Rewrite the data below with every "single point" changed to "single dot", leaving all other text as it is.

Information supplied:
______________________________

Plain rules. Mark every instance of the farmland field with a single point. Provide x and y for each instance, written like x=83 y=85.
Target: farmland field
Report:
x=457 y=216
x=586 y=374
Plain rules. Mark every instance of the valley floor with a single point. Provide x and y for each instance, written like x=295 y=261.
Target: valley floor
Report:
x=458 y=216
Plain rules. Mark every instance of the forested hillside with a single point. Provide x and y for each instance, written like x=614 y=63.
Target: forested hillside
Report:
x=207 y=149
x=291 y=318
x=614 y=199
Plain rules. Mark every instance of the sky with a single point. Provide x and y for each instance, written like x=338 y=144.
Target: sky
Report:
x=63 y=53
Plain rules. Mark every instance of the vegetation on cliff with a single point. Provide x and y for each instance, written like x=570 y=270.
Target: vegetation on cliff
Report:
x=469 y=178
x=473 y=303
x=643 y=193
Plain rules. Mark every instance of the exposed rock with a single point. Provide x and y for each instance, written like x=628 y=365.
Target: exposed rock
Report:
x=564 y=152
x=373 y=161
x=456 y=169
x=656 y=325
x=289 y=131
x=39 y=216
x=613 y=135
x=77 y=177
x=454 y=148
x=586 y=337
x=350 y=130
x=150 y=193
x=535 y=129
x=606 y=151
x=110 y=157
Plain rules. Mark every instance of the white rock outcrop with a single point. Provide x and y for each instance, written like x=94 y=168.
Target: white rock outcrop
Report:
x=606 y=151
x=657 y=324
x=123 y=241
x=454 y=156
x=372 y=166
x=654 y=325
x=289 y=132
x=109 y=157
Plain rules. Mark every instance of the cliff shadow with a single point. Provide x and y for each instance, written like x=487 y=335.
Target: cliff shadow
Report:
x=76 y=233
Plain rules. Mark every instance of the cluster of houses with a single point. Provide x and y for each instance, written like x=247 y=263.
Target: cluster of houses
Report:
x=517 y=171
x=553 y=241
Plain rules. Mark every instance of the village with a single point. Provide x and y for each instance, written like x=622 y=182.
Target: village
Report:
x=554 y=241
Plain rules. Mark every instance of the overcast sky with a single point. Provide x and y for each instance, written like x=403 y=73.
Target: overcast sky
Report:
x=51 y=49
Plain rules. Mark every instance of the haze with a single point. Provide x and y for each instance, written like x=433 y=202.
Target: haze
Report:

______________________________

Final result:
Plain rules. Mark every instance of the farmland field with a single dot. Provide x and y for each instance, written like x=83 y=85.
Target: farmland field
Report:
x=457 y=216
x=586 y=374
Plain rules. Mark every instance of the valley floor with a single dot. Provide x and y for each instance, written like x=295 y=261.
Target: valley floor
Report:
x=458 y=216
Plain rules. Mark every instance of the forested hillside with a single dot. Provide x and y for each instance, written like x=614 y=63.
Target: forested hillside
Report:
x=207 y=149
x=291 y=318
x=614 y=199
Plain rules. Mark every instance of the sky with a single dot. Provide x and y for each instance, written like x=338 y=144.
Target: sky
Report:
x=63 y=53
Plain rules. Mark every instance of the vegetation on cliff with a single dot. Provide x and y for each instance, written like x=570 y=270.
Target: vegetation on cliff
Report:
x=469 y=178
x=473 y=303
x=643 y=193
Plain rules. Mark every instance of the exposed rock with a single dot. Provide x and y for each instance, written like x=628 y=365.
Target: exposed rock
Report:
x=564 y=152
x=373 y=161
x=456 y=169
x=656 y=325
x=289 y=131
x=39 y=216
x=613 y=135
x=77 y=177
x=454 y=148
x=586 y=337
x=350 y=130
x=150 y=193
x=535 y=129
x=606 y=151
x=110 y=157
Plain rules. Mark every instance of the white rock outcrop with a single dot. Provide x and y for each instance, written like x=94 y=168.
Target: white rock outcrop
Report:
x=606 y=151
x=657 y=324
x=123 y=241
x=454 y=156
x=372 y=166
x=654 y=325
x=289 y=132
x=109 y=157
Plain rules. Mark every instance of the cliff shadow with a single dot. Provide x and y for each instance, written like x=487 y=335.
Target: cliff shadow
Report:
x=76 y=233
Plain rules. Mark every instance of the cluster of houses with a single dot. Provide x and y for each instance, written like x=247 y=263.
Target: cluster of houses
Report:
x=517 y=171
x=553 y=241
Plain rules. Mark every instance of the village with a single dot. Provide x and y for each instance, written like x=622 y=182.
Target: village
Report:
x=554 y=241
Plain rules. Mark every instance of the overcast sky with a single dot. Provide x and y for each instance, written like x=403 y=73.
Target: overcast sky
Report:
x=51 y=49
Plain rules. Mark every instance of the haze with a single dot. Provide x and y for each instance, written like x=433 y=202.
Target: haze
Report:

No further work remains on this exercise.